---------- DOCUMENT SECTION

THE WOMB

TRAILER

The most dangerous memory is the one you forgot

SYNOPSIS

Sami, a deaf woman, refuses to abandon her fortified home in a deserted suburb, clinging to hope that her missing family will return. Stalked by a terrifying presence that only her cochlear implant can detect, she faces an even greater danger as the military prepares to erase the area.

When two strangers arrive with a plan to destroy the creature, her past trauma resurfaces, and the line between supernatural terror and psychological truth begins to collapse.

“The Womb is a psychological descent wrapped in the skin of a monster movie, a quiet, intense journey about what we forget in order to survive.”

People are talking….

“As layers get revealed, we’re shocked and awed at the story that unfolds.”

“Remarkably impressive performances… this entire ensemble rocks.”

“A strong and gritty film… both internal and external to its story.”

“Hannah Zamora is very impressive as young Sami, a girl with a memory she can’t remember and possibly shouldn’t.”

“… and the door. It’s not just a door. It bangs shut like a mother’s denial… opens like guilt on a Tuesday. “

“The bird scene…. she opens the cage but the bird doesn’t move and I’m like… that’s me, isn’t it?”

“Cami Varela gives an emotional tour-de-force performance that manages to radiate both strength and vulnerability.”

CAST

Click Pic for BIO on IMDB

FRANK A. CAPPELLO – JOURNEY INTO THE WOMB

Every movie starts with an idea, shaped into a script,
meticulously planned and then forged into a film.  My first three films took this traditional path, necessary in order to schedule cast, crews, locations – you can’t just wing it with so much riding on a film’s ultimate “return on investment.” The Womb was nothing like that. 

It was born out of an event that none of us had ever experienced, a worldwide Pandemic. When your life force is staying busy creatively, it’s tough to be told to stop –move inside – and wait for the threat to pass.

No.

A door with a key slams three times..

I needed to create, to make a movie. But how?  What did I have?  Well, Cami just moved into a big empty rental in a suburban neighborhood straight out of E.T. It had tall ceilings.  Backyard of weeds. An old rotting fence and high tension power lines passing over a field beyond that fence. And an alleyway on one side of the house that felt haunted even in the daytime.  Ok, I have a location. What else did I have…. oh yeah, one very gifted deaf actress:  

CAMI VARELA (co-producer)

--------------------
---------- STUDY MATERIAL

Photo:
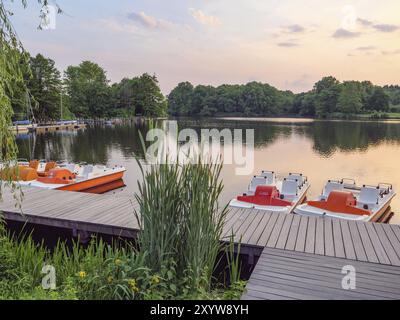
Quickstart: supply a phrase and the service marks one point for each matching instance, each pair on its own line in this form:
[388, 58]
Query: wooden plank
[376, 243]
[292, 237]
[358, 245]
[328, 238]
[338, 239]
[302, 234]
[366, 241]
[310, 238]
[252, 228]
[268, 230]
[319, 237]
[368, 280]
[297, 275]
[281, 243]
[276, 232]
[387, 245]
[241, 231]
[260, 229]
[347, 241]
[392, 237]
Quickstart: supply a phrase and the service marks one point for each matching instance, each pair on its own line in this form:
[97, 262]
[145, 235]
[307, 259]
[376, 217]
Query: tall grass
[180, 218]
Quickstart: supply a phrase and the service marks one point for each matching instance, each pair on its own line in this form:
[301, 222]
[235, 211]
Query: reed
[180, 219]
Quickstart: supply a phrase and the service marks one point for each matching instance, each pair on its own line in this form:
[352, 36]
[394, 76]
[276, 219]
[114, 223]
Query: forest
[84, 91]
[328, 98]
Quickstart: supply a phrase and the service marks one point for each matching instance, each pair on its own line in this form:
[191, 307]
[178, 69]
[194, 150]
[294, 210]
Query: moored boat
[69, 176]
[267, 192]
[345, 200]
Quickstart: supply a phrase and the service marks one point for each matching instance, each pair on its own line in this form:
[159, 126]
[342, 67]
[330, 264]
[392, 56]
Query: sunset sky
[288, 43]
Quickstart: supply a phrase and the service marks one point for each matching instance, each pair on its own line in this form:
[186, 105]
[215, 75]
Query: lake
[367, 151]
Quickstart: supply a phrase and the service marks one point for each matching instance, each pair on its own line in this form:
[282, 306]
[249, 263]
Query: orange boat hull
[92, 183]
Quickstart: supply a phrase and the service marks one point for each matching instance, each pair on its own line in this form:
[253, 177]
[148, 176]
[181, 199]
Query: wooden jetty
[283, 247]
[58, 127]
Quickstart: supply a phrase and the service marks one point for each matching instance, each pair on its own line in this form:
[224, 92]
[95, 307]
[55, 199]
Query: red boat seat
[58, 176]
[340, 202]
[265, 196]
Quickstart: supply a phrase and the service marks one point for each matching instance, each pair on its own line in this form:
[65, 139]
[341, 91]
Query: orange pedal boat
[347, 201]
[70, 176]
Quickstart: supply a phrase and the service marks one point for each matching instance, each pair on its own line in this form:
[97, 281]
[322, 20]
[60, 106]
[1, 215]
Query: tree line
[327, 98]
[83, 91]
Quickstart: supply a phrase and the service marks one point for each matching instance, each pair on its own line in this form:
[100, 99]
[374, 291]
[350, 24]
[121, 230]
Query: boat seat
[297, 176]
[369, 196]
[34, 164]
[289, 188]
[332, 186]
[269, 175]
[86, 171]
[257, 181]
[71, 167]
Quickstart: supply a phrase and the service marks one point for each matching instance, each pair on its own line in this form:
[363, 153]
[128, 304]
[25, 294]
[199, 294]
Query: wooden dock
[289, 275]
[285, 245]
[58, 127]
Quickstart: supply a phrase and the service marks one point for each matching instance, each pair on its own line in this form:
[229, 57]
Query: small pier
[294, 257]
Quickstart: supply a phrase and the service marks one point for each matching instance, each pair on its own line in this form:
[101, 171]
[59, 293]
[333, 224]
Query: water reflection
[366, 151]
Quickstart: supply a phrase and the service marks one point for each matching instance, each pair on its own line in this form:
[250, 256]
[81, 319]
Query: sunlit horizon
[288, 44]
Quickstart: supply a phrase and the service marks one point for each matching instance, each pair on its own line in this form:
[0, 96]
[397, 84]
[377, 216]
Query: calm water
[366, 151]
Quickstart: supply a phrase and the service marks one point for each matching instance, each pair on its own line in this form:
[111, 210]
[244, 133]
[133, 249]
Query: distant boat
[266, 192]
[23, 126]
[345, 200]
[68, 176]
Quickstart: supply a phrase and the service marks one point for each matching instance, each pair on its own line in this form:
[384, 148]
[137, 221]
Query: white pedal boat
[266, 192]
[345, 200]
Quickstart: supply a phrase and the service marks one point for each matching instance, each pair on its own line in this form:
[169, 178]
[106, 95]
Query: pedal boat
[69, 176]
[266, 192]
[348, 201]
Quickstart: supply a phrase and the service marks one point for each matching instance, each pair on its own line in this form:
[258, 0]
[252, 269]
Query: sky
[289, 44]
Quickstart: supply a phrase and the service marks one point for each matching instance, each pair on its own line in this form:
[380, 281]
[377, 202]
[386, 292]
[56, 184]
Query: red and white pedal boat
[344, 200]
[266, 192]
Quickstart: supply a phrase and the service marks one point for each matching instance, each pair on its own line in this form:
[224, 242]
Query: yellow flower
[132, 285]
[155, 279]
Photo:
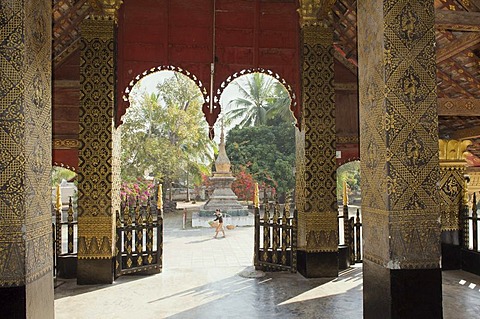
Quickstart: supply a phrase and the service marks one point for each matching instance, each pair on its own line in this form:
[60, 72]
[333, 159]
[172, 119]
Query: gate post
[99, 152]
[316, 183]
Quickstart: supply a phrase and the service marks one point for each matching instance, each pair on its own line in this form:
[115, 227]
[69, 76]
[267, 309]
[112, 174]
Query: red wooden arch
[241, 35]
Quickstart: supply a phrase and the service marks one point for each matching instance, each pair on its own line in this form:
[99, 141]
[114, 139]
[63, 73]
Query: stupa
[223, 197]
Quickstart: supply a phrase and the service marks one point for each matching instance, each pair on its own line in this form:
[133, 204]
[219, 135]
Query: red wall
[249, 34]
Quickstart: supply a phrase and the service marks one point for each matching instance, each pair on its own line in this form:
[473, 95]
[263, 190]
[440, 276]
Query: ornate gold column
[26, 283]
[399, 159]
[452, 192]
[316, 163]
[98, 171]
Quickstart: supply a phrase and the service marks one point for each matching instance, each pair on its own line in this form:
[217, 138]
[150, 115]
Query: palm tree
[261, 97]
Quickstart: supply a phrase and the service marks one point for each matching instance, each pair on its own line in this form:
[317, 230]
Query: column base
[95, 271]
[35, 300]
[471, 261]
[451, 257]
[13, 302]
[403, 293]
[343, 257]
[317, 265]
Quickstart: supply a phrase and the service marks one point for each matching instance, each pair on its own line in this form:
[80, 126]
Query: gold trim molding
[458, 107]
[106, 8]
[452, 152]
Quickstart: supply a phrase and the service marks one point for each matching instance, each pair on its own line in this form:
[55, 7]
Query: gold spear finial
[256, 198]
[345, 195]
[58, 198]
[159, 197]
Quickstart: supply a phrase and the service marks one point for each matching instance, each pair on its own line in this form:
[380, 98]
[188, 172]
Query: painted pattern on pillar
[399, 133]
[96, 177]
[452, 181]
[25, 137]
[318, 220]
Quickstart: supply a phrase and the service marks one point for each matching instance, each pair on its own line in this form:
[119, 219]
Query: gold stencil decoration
[452, 181]
[25, 139]
[317, 230]
[399, 133]
[99, 141]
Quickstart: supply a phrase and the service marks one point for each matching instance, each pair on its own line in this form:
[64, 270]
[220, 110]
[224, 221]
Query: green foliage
[265, 152]
[244, 184]
[262, 97]
[164, 134]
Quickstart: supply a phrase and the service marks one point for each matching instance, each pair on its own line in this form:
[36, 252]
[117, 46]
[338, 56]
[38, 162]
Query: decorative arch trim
[191, 76]
[342, 161]
[62, 165]
[293, 98]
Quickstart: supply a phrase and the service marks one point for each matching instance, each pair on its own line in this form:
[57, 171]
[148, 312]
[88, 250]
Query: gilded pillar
[399, 159]
[316, 163]
[98, 172]
[452, 193]
[26, 283]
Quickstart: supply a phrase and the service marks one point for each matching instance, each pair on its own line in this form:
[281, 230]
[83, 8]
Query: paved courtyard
[212, 278]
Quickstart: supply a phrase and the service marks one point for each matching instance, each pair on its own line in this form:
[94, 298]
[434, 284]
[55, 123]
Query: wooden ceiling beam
[458, 107]
[457, 20]
[475, 3]
[462, 43]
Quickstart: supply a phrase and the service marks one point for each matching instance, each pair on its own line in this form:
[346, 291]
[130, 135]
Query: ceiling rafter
[462, 43]
[457, 20]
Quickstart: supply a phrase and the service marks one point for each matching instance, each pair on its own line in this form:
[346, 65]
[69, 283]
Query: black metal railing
[470, 224]
[275, 238]
[139, 239]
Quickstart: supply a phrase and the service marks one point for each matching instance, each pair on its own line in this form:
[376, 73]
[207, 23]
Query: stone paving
[214, 278]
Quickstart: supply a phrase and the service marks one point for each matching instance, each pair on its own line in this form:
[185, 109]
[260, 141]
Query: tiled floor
[213, 278]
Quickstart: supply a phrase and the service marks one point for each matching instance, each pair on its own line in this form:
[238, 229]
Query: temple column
[399, 159]
[452, 192]
[98, 171]
[26, 261]
[316, 197]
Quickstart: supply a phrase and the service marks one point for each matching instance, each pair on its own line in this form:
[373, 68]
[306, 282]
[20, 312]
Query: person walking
[219, 217]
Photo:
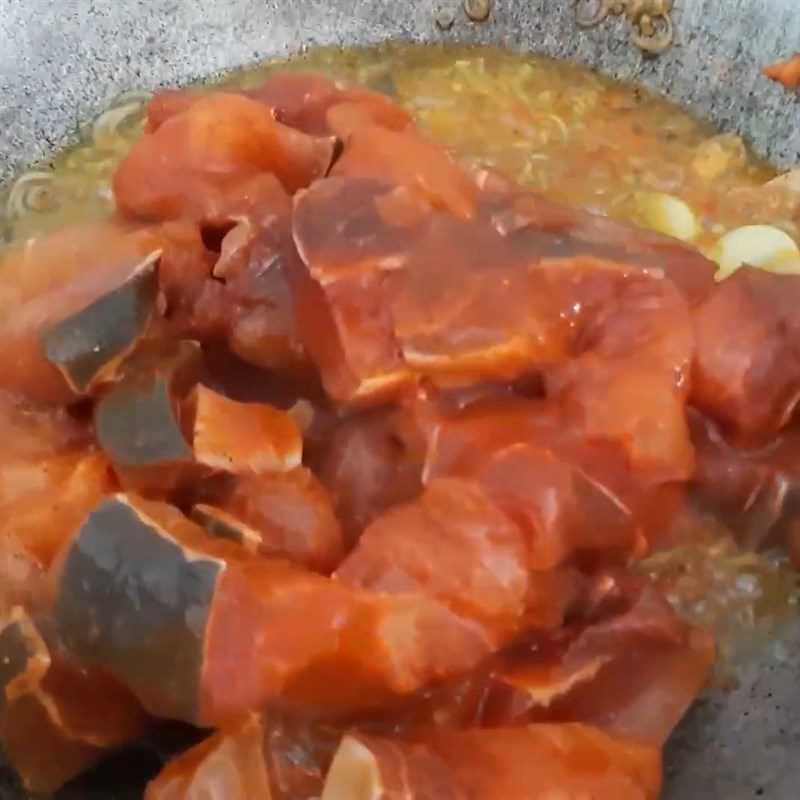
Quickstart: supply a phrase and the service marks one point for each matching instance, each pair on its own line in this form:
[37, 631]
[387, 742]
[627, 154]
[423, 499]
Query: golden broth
[560, 129]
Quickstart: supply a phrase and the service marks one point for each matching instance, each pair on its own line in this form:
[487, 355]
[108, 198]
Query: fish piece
[345, 226]
[243, 438]
[50, 261]
[370, 462]
[557, 232]
[452, 544]
[192, 164]
[268, 757]
[47, 345]
[201, 630]
[51, 476]
[629, 382]
[536, 762]
[756, 492]
[347, 330]
[229, 764]
[225, 280]
[89, 346]
[633, 672]
[404, 157]
[477, 440]
[288, 515]
[306, 101]
[746, 372]
[141, 423]
[43, 501]
[56, 719]
[563, 512]
[465, 309]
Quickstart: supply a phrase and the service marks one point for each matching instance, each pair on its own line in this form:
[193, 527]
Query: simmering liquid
[566, 132]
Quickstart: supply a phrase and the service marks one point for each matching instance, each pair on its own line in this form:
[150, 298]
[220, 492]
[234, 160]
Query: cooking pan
[63, 61]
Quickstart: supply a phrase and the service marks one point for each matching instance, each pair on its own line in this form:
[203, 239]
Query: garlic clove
[763, 246]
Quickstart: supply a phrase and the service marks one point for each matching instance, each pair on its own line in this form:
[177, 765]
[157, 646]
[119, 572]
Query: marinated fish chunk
[56, 718]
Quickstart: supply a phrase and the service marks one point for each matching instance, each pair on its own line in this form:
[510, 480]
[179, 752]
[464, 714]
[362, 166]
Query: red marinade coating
[473, 435]
[194, 162]
[747, 366]
[404, 157]
[58, 717]
[453, 544]
[240, 294]
[537, 762]
[370, 462]
[291, 515]
[281, 634]
[633, 672]
[229, 764]
[46, 281]
[755, 492]
[306, 101]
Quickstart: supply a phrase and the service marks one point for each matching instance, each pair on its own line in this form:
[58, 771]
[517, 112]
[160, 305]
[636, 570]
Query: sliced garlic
[667, 214]
[354, 774]
[761, 246]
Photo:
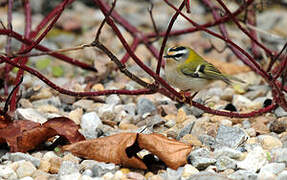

--------------------

TRY IT:
Decide whether each statement agrees with The Womb page, answering yes or no and quoting the exact words that settle it.
1. Sami is described as a deaf woman.
2. The first three films followed a path other than the traditional one.
3. The rental house had low ceilings.
The listing was taken from a different source than The Womb page.

EXPECTED OUTPUT:
1. Yes: "Sami, a deaf woman, refuses to abandon her fortified home in a deserted suburb"
2. No: "My first three films took this traditional path"
3. No: "It had tall ceilings."